Tuesday, January 03, 2006

1918, The Year the PCL Threw in the Towel

The Year the PCL Threw in the Towel

© 2004 by Carlos Bauer

From the moment of the sinking the passenger ship Lusitania off the Irish coast in 1915, with the loss of 128 American lives, most people felt that the United States would eventually be dragged into the first World War. Nineteen sixteen was a nervous year for the republic, but the country managed to stay out of the conflict across the waters, and baseball even prospered. But in February 1917, the United States broke off relations with Germany, and in April the Congress declared war. On the home front, industry geared up for the war, and people’s minds drifted away from the national pastime. Out on the Pacific Coast, the cloud of war only began to appear after the 1917 season ended.
Going into the annual Coast League meeting in early November, President Allan T. Baum announced that there would not be any team changes for 1918. Once the two-day meeting ended, however, the league president issued the following statement: “Only the mere formalities are to be completed before the Portland Club will have been replaced by Sacramento. Portland has decided to enter the Northwest League next season.”
Portland had been a long-simmering problem, both for the California franchises, and for the Portland Beavers themselves. Portland had long maintained the season was too long, as the rainy season forced the Beavers to spend the last month of the season on the road. The expenses of that last road trip turned many profitable seasons for Portland into near break-even affairs, or even losses in some years. On the other side, the California clubs bemoaned all the money they were forced to spend on train fare, and additionally, for the two Southern California clubs, Tuesday games were lost when returning from Portland, as the train trip took two days. For the coming season, the Federal government had imposed an eight percent tax on passenger tickets and a ten percent tax on Pullman tickets. Add to that, just before Christmas, the Federal Government announced that it would be taking over all the railroads in the country for the war effort, and that left every league in the country wondering whether clubs would be permitted unrestricted use of the railway system, as they had during the 1917 season.
With the war drawing closer each day, owners wanted to retrench, and even some thought was given to cutting Salt Lake City loose from the league, making the Coast League an all California affair. What saved Salt Lake City was the fact that— since its entrance in the PCL in 1915— business leaders of that city gave subsidies for travel expenses to visiting clubs. Charter PCL member Portland never had such an arrangement, which made it much more often a candidate for being dropped from the league.

**Material supplied:**
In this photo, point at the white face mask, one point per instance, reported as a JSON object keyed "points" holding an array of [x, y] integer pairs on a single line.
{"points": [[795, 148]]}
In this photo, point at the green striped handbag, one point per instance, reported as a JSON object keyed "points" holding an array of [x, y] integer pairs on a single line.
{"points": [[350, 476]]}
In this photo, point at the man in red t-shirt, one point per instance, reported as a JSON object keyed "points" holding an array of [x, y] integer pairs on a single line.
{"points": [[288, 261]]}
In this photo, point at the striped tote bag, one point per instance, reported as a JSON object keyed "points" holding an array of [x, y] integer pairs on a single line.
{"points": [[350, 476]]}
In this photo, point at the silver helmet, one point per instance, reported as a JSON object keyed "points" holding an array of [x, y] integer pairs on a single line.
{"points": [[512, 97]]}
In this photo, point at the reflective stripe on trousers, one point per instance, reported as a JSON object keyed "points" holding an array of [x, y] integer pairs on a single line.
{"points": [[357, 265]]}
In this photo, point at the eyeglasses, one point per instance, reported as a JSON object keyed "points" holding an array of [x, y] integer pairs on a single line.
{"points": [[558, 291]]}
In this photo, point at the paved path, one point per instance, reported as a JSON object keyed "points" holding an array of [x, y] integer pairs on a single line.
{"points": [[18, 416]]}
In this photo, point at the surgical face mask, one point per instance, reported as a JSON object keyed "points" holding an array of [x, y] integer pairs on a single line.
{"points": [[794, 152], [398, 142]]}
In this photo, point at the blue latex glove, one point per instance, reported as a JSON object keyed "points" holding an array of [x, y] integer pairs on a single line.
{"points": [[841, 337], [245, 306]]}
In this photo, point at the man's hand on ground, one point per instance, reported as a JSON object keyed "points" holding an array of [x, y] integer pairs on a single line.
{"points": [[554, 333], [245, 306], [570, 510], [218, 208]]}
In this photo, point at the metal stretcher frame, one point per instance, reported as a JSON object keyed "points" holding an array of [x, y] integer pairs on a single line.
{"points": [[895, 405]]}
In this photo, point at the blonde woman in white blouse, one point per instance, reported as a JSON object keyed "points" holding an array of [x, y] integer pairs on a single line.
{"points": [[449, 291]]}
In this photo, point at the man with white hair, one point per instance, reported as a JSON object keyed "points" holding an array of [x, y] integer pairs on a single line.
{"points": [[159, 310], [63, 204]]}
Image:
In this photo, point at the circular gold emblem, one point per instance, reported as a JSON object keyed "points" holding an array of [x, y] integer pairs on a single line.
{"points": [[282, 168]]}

**Work required:** Write the next part of the article about the Pacific Coast League in 1918, continuing on from its last sentence.

**Final result:**
Part of the agreement with Portland owner Judge Walter W. McCredie called for the Portland club to sell its players to Sacramento, and that his nephew, Walt McCredie, long-time manager and one-time player for the Beavers, would join Sacramento as field leader. Then on December 1, Sacramento balked at the deal, citing Portland as requesting exorbitant amounts for players. But rumors circulated that the Sacramento principals had not secured all the financing to run a Coast League franchise. Charley Graham— who had been first a player-manager in the PCL, and then a part owner of the previous Sacramento franchise— put the group together, but apparently some of the partners got cold feet at the last minute. With the Sacramento franchise on shaky ground, league owners— then called magnates— began in earnest discussing the possibility of becoming a four-club circuit, Salt Lake City once again becoming the prime candidate for being dropped.
Finally, in January, a special league meeting was called for in Los Angeles to resolve all outstanding league issues for the coming season. At that meeting, Charley Graham showed up with another group of investors, and that group demonstrated that it had enough financial wherewithal to secure the Sacramento bid. Graham then became Secretary of the club. And a compromise was also worked out between Portland and Sacramento on players: Sacramento would be permitted to buy as many players as they wanted, but any player Sacramento didn’t want— or come to an agreement on price— would be offered on the open market.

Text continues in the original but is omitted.